What this task involves = Copy out every one of the following lines word for word, changing nothing.

## BEGIN

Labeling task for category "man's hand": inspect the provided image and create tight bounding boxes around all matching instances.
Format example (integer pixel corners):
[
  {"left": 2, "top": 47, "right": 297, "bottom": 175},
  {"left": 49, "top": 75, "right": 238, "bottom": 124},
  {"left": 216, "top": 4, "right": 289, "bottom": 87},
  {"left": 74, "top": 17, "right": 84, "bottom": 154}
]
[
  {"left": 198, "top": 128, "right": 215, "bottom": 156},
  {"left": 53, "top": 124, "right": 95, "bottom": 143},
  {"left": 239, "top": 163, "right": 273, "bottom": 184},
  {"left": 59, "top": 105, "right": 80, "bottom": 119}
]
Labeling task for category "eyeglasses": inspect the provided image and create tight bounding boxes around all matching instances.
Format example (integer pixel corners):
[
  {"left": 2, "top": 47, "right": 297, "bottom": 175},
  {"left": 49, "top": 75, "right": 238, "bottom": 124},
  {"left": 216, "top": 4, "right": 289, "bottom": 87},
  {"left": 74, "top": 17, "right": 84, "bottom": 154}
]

## END

Response =
Labeling task for category "man's hand": inspect the provided image and create tight bounding boxes around all matching instances.
Format example (integer pixel corners):
[
  {"left": 2, "top": 47, "right": 297, "bottom": 175},
  {"left": 49, "top": 75, "right": 238, "bottom": 124},
  {"left": 216, "top": 4, "right": 289, "bottom": 87},
  {"left": 74, "top": 17, "right": 84, "bottom": 154}
]
[
  {"left": 198, "top": 128, "right": 215, "bottom": 156},
  {"left": 53, "top": 124, "right": 95, "bottom": 143},
  {"left": 239, "top": 163, "right": 273, "bottom": 184},
  {"left": 59, "top": 105, "right": 80, "bottom": 119}
]
Labeling task for category "eyeglasses": inspect the provided image and create tight bounding boxes around all matching instances.
Format example (integer pixel corners):
[
  {"left": 2, "top": 47, "right": 297, "bottom": 175},
  {"left": 49, "top": 75, "right": 238, "bottom": 124},
  {"left": 216, "top": 4, "right": 289, "bottom": 87},
  {"left": 74, "top": 17, "right": 84, "bottom": 154}
]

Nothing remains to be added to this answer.